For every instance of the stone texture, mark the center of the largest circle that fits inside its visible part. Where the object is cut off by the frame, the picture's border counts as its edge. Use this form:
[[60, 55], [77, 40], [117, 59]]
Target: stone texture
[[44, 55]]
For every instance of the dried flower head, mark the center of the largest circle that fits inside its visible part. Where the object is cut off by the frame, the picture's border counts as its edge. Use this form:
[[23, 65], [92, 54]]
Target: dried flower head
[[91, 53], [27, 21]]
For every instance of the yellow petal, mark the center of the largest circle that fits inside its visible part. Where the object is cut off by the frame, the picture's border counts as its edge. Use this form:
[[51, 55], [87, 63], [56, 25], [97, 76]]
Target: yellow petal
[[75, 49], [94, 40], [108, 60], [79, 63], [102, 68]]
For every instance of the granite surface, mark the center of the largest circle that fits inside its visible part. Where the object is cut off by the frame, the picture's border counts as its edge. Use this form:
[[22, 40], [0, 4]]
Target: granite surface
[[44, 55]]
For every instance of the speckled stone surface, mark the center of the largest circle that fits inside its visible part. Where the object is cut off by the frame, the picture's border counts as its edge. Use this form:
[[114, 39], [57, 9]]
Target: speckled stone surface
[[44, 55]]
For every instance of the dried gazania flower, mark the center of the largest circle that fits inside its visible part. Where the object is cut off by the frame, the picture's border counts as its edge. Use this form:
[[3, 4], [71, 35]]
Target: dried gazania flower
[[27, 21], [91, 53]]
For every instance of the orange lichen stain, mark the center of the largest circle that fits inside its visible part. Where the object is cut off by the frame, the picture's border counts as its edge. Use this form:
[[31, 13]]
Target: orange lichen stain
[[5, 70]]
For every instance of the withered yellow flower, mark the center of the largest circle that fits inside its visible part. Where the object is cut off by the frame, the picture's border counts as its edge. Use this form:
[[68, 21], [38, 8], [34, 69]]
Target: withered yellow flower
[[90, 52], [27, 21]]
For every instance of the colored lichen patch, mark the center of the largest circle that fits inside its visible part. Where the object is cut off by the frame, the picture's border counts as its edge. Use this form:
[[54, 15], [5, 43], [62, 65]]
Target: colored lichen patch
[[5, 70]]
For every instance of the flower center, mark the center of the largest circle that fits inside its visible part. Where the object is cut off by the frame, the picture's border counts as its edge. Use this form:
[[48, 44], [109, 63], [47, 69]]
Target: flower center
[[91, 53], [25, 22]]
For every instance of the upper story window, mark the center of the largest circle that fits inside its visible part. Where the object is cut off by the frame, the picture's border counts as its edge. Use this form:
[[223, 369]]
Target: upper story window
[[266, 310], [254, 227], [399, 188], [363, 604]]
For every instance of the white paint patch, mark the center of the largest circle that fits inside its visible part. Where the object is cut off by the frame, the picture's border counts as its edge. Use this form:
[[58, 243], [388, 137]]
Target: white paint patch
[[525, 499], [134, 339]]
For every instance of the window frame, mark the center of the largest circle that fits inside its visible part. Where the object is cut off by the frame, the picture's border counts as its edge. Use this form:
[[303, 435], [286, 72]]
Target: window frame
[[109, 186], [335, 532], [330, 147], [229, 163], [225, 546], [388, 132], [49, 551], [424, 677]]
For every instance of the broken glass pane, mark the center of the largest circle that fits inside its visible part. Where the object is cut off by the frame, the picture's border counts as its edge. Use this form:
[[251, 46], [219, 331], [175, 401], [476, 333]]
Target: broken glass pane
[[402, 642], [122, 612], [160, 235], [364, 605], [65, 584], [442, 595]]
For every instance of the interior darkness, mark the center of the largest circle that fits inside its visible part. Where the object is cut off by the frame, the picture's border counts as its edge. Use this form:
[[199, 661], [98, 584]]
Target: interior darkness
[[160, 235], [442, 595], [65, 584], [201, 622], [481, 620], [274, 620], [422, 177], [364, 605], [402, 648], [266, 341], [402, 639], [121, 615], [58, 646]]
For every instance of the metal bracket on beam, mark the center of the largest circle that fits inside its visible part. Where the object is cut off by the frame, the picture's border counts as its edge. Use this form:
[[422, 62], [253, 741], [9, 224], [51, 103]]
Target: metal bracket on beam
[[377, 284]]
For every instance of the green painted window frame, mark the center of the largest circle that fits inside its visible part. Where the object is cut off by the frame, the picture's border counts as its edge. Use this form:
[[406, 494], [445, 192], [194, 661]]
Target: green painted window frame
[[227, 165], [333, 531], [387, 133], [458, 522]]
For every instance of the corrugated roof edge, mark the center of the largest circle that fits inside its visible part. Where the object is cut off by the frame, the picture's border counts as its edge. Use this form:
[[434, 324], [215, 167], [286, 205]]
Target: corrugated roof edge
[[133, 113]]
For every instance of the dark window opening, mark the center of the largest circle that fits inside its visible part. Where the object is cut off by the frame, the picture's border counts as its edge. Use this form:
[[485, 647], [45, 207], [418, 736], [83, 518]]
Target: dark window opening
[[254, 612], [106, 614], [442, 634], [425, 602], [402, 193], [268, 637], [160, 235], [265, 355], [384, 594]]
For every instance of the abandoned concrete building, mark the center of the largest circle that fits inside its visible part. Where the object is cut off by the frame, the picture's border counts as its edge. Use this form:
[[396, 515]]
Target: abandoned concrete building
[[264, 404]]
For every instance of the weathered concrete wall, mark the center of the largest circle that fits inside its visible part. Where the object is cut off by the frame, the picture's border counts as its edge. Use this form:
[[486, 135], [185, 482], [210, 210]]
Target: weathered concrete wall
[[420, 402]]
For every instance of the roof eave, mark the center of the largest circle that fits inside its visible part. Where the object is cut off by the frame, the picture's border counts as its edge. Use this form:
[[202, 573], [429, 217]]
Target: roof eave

▸ **TASK STATEMENT**:
Examine the records and pull out every line where the string "eave" occurs.

▸ **REPLY TO THE EXERCISE**:
For every instance of the roof eave, mark the center of the largest circle that fits inside its visible part. Where the object is cut off by the frame, the picture's border counts as its edge. Use this form:
Target: roof eave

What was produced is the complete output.